Operator-theoretic Implicit Neural Representation

quality:

• In experiment 4.1, the text claims that "O-INR" is comparable/better than baselines but it achieves the worse PSNR (figure 2).
• I found the baselines a bit lacking. Only 3 baselines are used: SIREN (2020), WIRE (2023) and MFN (2021). There is no comparison to grid-based INR such as instant-NGP in any experiment. These 3 baselines are only present in some experiments, the image ones, occupancy map encoding and weight interpolation. Unless I missed it, no baseline is considered in the video experiment and the brain imaging one, arguably the most complex ones.
• The video experiment is performed on a single video. Typically, experiments are conducted on datasets such as UVG. This might be a computational limitation, but then it would make sense to use a video from a commonly used dataset.
• Tables 2 and 3 are badly positioned, with a single line of text below or above them.
• Table 1 is very close to the text.

clarity:

• The paper describes the proposed approach as a mapping between two function spaces and suggest the mapping is done between different $f$ and yields different $h$, see for example figure 1, the two paragraphs above equation 2 and the paragraph below. However, it is common for INR networks to use the same mapping to represent every signal and as far as I could tell the same positional encoding is also used for each signal of the same class in the experiments of the paper. So I found this discussion over multiple positional encoding functions a bit confusing.
• Reinforcing this confusion is equation (3), where the domains of the transformation function are denoted as a single function ($f \rightarrow h$) whereas function spaces are defined above.
• It is not clear for me what is the "location bias" mentioned after equation 6.
• The temporal representation is discussed in the experimental setup of one experiment (equations 7 and 8). I also could not understand it completely: the embedding functions are modified (the same power of 2 is used in all terms) and an offset parameterized by 2 parameters and depending on the power of 2 is introduced. To me, these choices are neither motivated nor explained in the paper.

> **COMPLETE THE FOLLOWING**:
(1) Pull out every line in the records that contains the string "riverbank".
(2) Carry on the review of the operator-theoretic neural representation paper, starting after its last sentence.
The review and the records have no connection to each other.

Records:
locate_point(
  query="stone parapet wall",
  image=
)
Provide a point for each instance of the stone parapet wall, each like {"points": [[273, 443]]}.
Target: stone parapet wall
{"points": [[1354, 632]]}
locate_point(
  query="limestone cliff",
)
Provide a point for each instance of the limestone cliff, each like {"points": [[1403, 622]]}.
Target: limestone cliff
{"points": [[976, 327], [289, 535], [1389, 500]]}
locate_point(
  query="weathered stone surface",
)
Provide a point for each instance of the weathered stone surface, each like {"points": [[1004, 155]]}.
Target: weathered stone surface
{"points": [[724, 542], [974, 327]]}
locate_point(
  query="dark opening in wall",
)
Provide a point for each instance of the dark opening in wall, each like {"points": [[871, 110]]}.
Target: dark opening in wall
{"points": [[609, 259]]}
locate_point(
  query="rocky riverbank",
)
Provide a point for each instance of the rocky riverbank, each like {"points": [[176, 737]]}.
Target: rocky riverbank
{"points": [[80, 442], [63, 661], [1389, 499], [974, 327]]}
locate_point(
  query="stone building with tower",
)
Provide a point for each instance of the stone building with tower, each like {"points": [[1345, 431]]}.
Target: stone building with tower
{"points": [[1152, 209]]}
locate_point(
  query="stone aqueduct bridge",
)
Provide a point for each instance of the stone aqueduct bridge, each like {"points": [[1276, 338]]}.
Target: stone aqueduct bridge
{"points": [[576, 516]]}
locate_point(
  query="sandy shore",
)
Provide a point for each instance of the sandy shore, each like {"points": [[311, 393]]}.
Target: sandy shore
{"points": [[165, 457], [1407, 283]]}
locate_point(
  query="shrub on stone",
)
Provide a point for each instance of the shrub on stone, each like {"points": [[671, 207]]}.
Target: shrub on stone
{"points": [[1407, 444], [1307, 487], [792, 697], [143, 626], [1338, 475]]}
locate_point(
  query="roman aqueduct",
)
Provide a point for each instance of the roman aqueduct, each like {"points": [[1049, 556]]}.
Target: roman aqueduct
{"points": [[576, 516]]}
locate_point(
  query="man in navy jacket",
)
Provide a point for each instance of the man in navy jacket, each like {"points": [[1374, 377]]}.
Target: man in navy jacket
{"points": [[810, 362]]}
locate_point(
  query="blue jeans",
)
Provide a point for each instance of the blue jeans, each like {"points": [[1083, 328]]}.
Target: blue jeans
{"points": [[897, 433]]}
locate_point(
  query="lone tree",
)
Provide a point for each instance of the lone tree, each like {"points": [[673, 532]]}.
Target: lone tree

> **EXERCISE RESULTS**:
(1)
  query="rocky riverbank",
Provide a point for each instance of the rocky riverbank, each like {"points": [[176, 737]]}.
Target: rocky riverbank

(2)
significance:

• There is no ablation study to show the difference between convolutional and MLP kernel. Hence it is no clear to me whether both using a convolutional kernel or computing a transform over the whole domain signal brings benefits. This point is also not discussed as far as I could tell.
• Same comment for the high-frequency noise and the special temporal modeling.

Furthermore, I would like to bring up the following details:

• Appendices number are often not mentioned in the text when referring the reader to the appendix, making it difficult to read the paper.

• Lack of important elements about the model: One critical aspect missing from the model description is a clear presentation of the network architecture. Equations (4)-(6) seem to suggest a linear transformation between the positional encoding function $f$ and the target $h$, which implies that the neural network consists of just one linear layer without any nonlinear activation functions. However, in the comparison with other INRs, the authors highlight the advantages of kernels over an MLP. To eliminate any ambiguity, it's essential to provide more detailed information about the actual network architecture.
• Lack of details on the implementation of baseline methods: It is challenging to assess the performance gain without a comprehensive description of the implemented baseline methods, including details such as the number of parameters, the number of layers, and the coordinate range. Additionally, there are two implementations for MFN; it would be helpful to specify which one was chosen for this evaluation.
• Given the minor result differences between the 2 best methods, assessment solely based on individual images no longer offers informative comparisons with baseline models. To establish the method's credibility, it is recommended to report statistical performance metrics on a reasonably sized dataset. Based on the current results, it's challenging to determine if the model performs as claimed.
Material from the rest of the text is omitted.